> _WORK TO DO_:
a) Check each statement against the anime excerpt and mark it yes or no, quoting the words from the excerpt that settle it: (i) The anime series began airing on Chiba TV on October 8, 2007. (ii) The manga illustrated by FBC ran in a magazine published by Media Factory. (iii) No characters from the prequel appear in the series.
b) According to the anime excerpt, in which magazine did the manga illustrated by FBC run?
c) Pull out the stretch of the anime excerpt from "Another manga series, illustrated" through "meet as children.", word for word.

** START EXCERPTED TEXT **

Another manga series, illustrated by FBC, began serialization in the seinen manga magazine Monthly Comic Alive in August 2007 issue, published by Media Factory.

===Anime===
An anime series began airing in Japan on Chiba TV on October 8, 2007. Some of the characters from the prequel also made appearances in the series.

====Episodes====

| No. | Title | Original air date on CTC |
| 1 | "The Battlefield of Knights" "Kishitachi no Senjō" (騎士たちの戦場) | October 8, 2007 |
Introduction of all the characters and the setting of the anime and discusses the Land of Wind (Europe) and Sablum Empire* (Ottoman empire or saracans). Priecia's parents are also briefly profiled when they first meet as children.

** END EXCERPTED TEXT **
** START ENTRIES SUPPLIED **

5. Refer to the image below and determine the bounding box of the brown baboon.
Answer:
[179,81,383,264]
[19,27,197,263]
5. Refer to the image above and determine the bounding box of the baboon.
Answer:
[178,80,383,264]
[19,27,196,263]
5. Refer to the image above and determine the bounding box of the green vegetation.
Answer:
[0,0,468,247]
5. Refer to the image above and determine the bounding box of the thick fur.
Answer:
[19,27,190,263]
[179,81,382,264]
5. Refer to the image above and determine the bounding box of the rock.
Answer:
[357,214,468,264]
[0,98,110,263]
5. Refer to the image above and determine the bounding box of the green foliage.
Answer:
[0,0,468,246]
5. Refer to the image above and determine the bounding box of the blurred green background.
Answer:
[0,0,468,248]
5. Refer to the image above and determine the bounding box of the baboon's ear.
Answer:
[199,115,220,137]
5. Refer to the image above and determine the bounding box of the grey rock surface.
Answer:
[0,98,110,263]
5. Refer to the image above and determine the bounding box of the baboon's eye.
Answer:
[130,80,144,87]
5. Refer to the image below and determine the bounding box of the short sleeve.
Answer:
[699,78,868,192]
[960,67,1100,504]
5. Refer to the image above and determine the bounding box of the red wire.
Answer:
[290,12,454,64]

** END ENTRIES SUPPLIED **
** START ENTRIES SUPPLIED **

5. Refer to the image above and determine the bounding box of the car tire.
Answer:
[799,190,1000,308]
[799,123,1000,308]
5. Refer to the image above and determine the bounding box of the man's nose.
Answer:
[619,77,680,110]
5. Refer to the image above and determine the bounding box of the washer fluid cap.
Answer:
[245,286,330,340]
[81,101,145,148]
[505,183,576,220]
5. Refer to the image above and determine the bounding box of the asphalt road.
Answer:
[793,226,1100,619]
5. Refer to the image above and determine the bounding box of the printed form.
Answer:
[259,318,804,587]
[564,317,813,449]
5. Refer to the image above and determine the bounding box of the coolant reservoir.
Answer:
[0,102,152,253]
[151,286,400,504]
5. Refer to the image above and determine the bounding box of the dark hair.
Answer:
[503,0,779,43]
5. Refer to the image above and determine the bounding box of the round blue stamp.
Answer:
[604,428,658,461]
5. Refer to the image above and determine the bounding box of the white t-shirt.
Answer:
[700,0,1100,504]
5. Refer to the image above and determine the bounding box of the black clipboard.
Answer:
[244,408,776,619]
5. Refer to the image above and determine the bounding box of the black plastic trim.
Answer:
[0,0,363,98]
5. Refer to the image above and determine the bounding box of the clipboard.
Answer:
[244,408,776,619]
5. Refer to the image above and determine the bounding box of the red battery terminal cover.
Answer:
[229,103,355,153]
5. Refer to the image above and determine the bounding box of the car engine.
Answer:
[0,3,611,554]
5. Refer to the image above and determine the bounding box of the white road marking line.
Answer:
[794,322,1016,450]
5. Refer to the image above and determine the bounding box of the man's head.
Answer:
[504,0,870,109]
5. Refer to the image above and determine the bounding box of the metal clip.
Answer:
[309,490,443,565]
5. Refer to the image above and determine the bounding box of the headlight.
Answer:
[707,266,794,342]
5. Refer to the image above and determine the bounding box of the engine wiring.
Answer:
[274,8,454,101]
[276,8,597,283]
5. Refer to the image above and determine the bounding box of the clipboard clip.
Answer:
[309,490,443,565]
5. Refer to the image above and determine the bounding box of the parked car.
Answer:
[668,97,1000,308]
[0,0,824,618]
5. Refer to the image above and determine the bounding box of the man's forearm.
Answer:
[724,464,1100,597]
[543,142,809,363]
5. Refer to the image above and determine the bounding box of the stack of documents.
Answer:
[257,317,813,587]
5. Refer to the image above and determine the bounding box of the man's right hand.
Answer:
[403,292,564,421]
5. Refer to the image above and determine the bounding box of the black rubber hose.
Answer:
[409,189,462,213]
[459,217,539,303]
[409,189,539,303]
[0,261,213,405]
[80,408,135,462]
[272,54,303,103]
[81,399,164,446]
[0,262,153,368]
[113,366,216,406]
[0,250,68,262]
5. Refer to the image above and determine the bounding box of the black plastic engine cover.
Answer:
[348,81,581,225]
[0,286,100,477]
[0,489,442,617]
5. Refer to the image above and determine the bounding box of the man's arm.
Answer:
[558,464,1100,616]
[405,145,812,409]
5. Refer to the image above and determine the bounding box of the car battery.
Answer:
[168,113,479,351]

** END ENTRIES SUPPLIED **

> _RESPONSES_:
a)
(i) Yes: "An anime series began airing in Japan on Chiba TV on October 8, 2007."
(ii) Yes: "began serialization in the seinen manga magazine Monthly Comic Alive in August 2007 issue, published by Media Factory."
(iii) No: "Some of the characters from the prequel also made appearances in the series."

b) Monthly Comic Alive.

c)
Another manga series, illustrated by FBC, began serialization in the seinen manga magazine Monthly Comic Alive in August 2007 issue, published by Media Factory.

===Anime===
An anime series began airing in Japan on Chiba TV on October 8, 2007. Some of the characters from the prequel also made appearances in the series.

====Episodes====

| No. | Title | Original air date on CTC |
| 1 | "The Battlefield of Knights" "Kishitachi no Senjō" (騎士たちの戦場) | October 8, 2007 |
Introduction of all the characters and the setting of the anime and discusses the Land of Wind (Europe) and Sablum Empire* (Ottoman empire or saracans). Priecia's parents are also briefly profiled when they first meet as children.